• Source document:
##########
On the heresy of hating "foreign" enemies
OCU reps "adapt" the words of Christ according to their "theology". Photo: UOJ
“Metropolitan” Ioann Yaremenko of the OCU made a bold statement that Christ’s words about loving one’s enemies can have only an ‘internal’ meaning for Ukrainians and do not apply to Russians.
According to the “hierarch”, the commandment “love your enemies” applies specifically to hostility among yourselves, that is, to your own people, Ukrainians, with whom you have quarreled but whom you love. In this way, you will find a way to resolve problems, overcome enmity, and once again become brother Ukrainians.”
According to him, this commandment does not apply to an enemy who has come with weapons. Such an enemy, therefore, should not be loved but killed. Otherwise, the enemy would “go beyond the borders of Ukraine – to Europe, to the whole world.” According to Yaremenko’s teaching, such killing would not be a sin, and the OCU is doing everything to convince people that they are doing the right thing.
“If someone, while killing an enemy, feels pangs of conscience, our task is to calm that person and explain that this is not a sin but, on the contrary, a sacred duty. People came to me with such questions back in 2014. I remember the first such question was asked by a sniper. I explained and clarified it to him, because a person is tormented by conscience – after all, he is killing,” Yaremenko says.
This viewpoint is not held by him alone. Almost identical words were spoken by the “Metropolitan” of Lutsk, Mykhailo Zinkevych: “So, we love those who love us. We will try to love others; if they have time to repent and we don't shoot them, then maybe we will be able to forgive them.”
Thus, the system of the OCU “hierarchs” is clear: Christ’s commandment of love applies only to “one’s own” enemies, while “foreign” ones must be killed. Moreover, such killing is not even considered a sin.
But is this really what the Savior taught?
Did Christ call for loving only “one’s own”?
##########
Rows from a pointing dataset:

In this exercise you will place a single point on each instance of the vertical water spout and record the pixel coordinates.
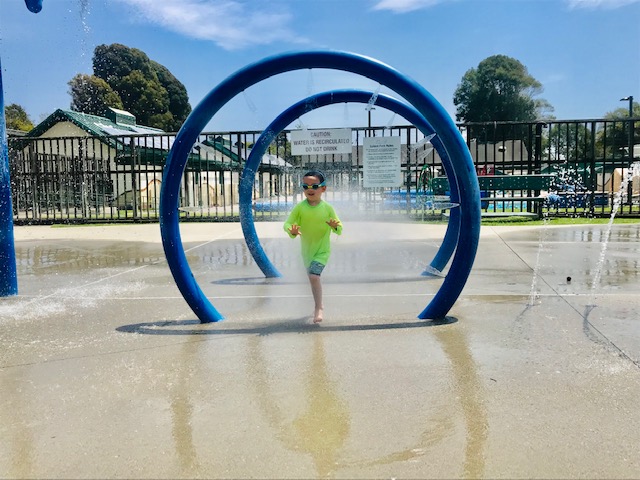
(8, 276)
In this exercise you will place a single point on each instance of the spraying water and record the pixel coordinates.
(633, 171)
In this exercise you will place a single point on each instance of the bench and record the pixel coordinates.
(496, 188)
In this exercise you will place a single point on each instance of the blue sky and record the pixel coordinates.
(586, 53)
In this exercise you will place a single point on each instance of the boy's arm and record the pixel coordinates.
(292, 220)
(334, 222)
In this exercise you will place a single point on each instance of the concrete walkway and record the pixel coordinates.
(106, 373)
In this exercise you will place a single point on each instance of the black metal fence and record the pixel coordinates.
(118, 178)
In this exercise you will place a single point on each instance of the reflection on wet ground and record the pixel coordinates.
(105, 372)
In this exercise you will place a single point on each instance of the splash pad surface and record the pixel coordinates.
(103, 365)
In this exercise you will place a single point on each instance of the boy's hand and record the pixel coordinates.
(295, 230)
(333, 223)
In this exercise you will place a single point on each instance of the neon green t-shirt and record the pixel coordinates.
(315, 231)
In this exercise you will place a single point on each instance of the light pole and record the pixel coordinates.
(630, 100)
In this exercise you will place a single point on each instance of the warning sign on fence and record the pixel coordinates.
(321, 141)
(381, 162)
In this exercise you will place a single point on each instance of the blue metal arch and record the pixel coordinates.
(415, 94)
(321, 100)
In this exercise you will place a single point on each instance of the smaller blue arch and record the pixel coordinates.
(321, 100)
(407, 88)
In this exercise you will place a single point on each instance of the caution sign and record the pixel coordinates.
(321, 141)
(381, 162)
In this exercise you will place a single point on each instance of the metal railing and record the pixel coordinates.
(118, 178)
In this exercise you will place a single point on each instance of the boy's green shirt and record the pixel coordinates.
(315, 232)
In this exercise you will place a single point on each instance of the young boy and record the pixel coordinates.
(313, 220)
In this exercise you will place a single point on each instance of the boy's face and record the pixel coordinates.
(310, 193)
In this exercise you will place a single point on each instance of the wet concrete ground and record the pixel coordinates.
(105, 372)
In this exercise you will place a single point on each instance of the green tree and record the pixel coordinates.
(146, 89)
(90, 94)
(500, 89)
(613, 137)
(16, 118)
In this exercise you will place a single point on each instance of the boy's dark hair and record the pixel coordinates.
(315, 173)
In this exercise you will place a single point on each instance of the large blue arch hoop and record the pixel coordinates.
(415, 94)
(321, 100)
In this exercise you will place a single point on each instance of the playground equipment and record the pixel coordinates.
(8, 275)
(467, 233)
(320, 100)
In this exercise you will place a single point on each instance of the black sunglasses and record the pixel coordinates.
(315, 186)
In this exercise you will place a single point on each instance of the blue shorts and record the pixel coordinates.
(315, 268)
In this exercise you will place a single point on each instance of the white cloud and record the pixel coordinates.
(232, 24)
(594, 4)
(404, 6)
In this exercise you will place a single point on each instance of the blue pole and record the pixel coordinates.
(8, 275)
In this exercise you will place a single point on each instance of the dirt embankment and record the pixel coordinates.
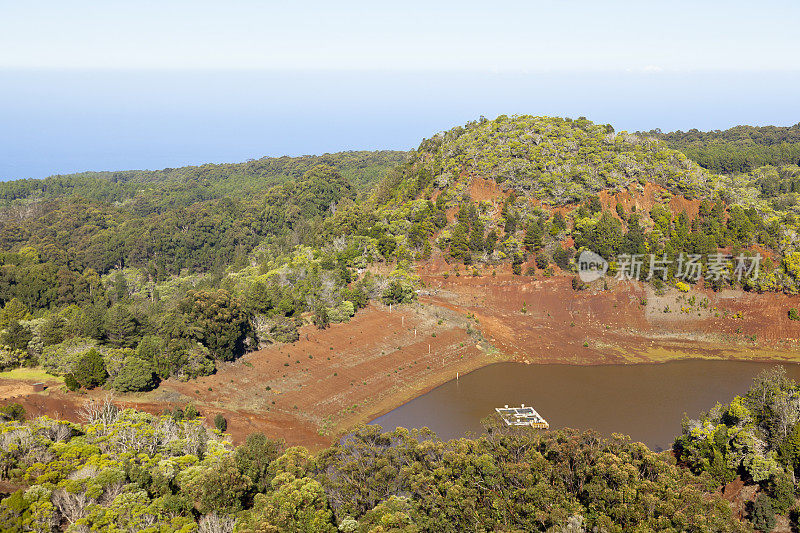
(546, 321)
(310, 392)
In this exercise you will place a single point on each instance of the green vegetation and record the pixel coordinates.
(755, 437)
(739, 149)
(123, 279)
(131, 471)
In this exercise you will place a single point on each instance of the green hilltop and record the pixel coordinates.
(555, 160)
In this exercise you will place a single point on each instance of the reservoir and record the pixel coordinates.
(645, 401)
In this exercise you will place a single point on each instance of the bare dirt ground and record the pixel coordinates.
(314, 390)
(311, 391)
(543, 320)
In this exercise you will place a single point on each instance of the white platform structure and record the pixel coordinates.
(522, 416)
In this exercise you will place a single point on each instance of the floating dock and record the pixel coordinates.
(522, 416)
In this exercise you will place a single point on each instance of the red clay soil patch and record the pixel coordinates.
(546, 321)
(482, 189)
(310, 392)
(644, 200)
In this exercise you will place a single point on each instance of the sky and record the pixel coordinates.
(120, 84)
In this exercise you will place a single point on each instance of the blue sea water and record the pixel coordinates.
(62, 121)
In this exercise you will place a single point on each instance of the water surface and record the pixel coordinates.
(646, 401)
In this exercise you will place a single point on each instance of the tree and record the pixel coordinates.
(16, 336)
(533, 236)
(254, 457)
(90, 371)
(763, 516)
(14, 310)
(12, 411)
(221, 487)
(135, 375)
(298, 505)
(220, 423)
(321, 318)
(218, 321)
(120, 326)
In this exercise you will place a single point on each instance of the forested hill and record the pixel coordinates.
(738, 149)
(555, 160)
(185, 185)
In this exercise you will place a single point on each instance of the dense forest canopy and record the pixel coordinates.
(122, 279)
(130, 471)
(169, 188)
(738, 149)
##########
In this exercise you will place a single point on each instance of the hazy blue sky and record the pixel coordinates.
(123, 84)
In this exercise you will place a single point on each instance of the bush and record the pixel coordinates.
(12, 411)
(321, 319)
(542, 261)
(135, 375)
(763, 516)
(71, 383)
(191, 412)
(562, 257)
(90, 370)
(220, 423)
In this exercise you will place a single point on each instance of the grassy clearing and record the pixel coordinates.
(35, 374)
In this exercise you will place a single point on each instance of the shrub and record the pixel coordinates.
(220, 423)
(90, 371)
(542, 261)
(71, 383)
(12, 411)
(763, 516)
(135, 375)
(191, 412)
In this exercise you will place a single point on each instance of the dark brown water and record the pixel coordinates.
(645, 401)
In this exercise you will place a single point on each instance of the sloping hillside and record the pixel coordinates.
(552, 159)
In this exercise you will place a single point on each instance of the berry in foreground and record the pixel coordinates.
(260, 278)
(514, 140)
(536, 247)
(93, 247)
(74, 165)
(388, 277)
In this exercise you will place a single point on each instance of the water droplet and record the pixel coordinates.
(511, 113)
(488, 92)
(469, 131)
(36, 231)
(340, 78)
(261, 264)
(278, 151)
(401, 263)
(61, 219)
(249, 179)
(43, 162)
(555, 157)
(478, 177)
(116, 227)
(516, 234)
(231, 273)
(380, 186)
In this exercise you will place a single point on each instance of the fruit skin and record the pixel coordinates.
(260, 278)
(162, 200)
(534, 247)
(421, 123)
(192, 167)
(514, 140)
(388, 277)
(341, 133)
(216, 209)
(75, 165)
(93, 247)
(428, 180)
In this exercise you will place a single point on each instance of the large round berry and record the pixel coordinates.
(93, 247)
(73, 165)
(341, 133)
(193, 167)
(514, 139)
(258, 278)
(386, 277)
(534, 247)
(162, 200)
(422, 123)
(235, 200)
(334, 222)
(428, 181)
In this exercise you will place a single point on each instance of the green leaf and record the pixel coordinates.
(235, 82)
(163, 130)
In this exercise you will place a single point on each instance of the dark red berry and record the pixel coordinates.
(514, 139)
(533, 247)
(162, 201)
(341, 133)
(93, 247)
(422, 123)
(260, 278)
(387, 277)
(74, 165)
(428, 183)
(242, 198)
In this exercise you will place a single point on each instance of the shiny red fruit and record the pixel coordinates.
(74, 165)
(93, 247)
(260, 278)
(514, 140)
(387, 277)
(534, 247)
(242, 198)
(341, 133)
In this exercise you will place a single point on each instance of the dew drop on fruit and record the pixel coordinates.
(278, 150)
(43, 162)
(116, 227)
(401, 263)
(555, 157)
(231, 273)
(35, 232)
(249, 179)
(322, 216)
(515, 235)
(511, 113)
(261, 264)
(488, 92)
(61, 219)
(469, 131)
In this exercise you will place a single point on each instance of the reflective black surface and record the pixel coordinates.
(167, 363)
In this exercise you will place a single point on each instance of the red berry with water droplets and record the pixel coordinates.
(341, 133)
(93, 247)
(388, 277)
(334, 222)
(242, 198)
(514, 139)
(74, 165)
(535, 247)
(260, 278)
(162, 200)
##########
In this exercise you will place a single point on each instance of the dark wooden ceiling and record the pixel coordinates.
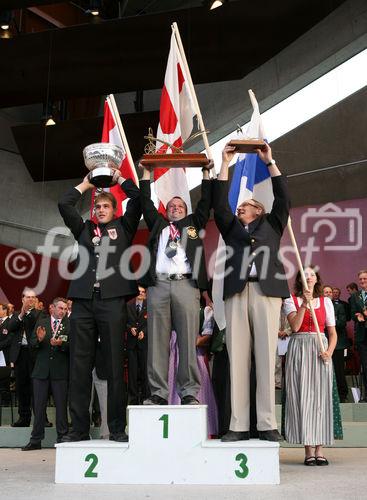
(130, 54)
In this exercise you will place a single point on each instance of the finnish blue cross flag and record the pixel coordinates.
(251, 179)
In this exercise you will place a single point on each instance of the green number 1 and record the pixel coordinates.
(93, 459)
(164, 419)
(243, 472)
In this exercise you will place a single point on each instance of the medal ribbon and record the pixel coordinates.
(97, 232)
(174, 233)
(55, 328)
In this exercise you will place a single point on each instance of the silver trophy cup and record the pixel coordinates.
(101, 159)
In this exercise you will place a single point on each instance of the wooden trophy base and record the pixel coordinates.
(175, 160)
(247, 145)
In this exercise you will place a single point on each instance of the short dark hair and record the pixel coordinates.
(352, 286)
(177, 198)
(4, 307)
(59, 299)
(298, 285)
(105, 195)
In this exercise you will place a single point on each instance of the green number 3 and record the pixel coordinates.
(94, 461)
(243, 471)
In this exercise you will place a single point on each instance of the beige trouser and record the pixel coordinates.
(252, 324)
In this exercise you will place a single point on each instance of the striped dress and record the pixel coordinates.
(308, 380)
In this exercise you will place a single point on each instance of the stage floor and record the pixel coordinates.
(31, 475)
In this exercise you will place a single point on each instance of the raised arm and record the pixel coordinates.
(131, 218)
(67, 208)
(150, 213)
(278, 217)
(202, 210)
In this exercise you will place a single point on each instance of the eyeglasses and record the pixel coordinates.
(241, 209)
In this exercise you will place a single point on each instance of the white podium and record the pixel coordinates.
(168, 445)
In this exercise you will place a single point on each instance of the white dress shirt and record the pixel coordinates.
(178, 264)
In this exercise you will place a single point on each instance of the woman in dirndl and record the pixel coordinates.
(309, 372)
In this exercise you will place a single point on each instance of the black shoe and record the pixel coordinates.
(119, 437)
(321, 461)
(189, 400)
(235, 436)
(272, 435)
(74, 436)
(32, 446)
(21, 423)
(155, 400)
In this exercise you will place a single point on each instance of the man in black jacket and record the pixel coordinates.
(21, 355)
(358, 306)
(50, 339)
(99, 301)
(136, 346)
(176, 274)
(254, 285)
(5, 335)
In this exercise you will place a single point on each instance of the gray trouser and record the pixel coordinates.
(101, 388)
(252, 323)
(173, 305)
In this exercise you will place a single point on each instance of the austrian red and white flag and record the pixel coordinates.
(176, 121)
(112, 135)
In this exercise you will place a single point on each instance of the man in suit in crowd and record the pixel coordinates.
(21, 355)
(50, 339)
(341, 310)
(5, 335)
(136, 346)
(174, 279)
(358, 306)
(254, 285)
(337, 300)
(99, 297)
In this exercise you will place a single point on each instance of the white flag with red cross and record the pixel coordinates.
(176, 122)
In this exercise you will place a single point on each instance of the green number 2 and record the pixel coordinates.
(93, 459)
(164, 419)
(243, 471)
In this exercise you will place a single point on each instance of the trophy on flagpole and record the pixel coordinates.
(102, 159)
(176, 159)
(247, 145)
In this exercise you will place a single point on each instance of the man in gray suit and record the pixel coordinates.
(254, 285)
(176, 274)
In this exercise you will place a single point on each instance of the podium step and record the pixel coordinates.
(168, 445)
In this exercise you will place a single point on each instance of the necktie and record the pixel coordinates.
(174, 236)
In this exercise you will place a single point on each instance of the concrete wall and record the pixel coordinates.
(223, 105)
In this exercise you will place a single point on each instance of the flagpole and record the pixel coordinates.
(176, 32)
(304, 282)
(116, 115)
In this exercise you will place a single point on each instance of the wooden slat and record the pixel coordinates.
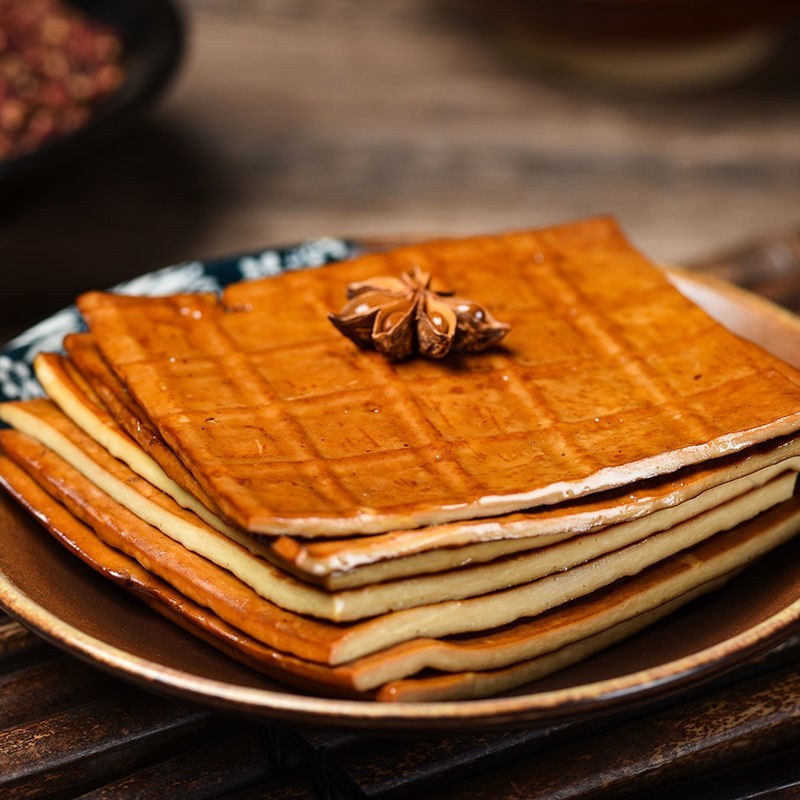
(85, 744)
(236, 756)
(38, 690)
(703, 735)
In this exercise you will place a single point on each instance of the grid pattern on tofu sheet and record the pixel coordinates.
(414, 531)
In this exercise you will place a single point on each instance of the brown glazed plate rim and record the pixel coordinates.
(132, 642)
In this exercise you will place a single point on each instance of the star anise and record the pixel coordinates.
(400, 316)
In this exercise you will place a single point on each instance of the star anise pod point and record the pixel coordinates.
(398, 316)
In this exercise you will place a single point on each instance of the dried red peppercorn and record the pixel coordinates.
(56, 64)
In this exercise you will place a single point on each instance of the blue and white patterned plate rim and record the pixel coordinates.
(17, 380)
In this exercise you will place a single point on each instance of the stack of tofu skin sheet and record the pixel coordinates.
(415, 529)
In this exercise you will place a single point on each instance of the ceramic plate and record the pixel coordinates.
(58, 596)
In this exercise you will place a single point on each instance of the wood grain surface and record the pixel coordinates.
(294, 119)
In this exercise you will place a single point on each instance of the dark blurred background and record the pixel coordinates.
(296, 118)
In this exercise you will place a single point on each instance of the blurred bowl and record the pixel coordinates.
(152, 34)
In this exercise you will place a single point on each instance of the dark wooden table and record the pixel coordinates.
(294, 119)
##########
• Exercise: Can you set down, word for word, the part of the article on hating "foreign" enemies starting with "This viewpoint is" and going on through "considered a sin."?

• Output for this exercise:
This viewpoint is not held by him alone. Almost identical words were spoken by the “Metropolitan” of Lutsk, Mykhailo Zinkevych: “So, we love those who love us. We will try to love others; if they have time to repent and we don't shoot them, then maybe we will be able to forgive them.”
Thus, the system of the OCU “hierarchs” is clear: Christ’s commandment of love applies only to “one’s own” enemies, while “foreign” ones must be killed. Moreover, such killing is not even considered a sin.